• GIVEN RECORDS
## begin

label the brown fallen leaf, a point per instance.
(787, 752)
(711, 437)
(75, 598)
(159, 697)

## end
## begin

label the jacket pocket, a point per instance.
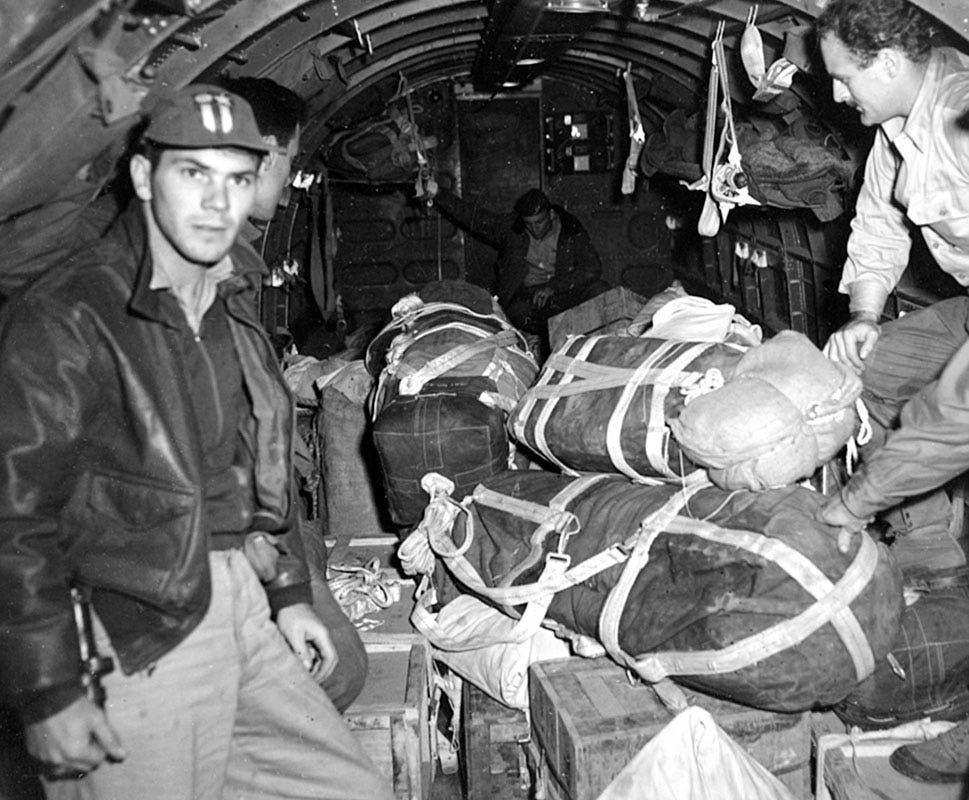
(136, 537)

## end

• DIRECTIVE
Pull out every line above that contains the string "instance", matching case exactly.

• COMPLETED TASK
label the brown fallen leaf, a point per instance.
label the jacket pocket, a point per instance.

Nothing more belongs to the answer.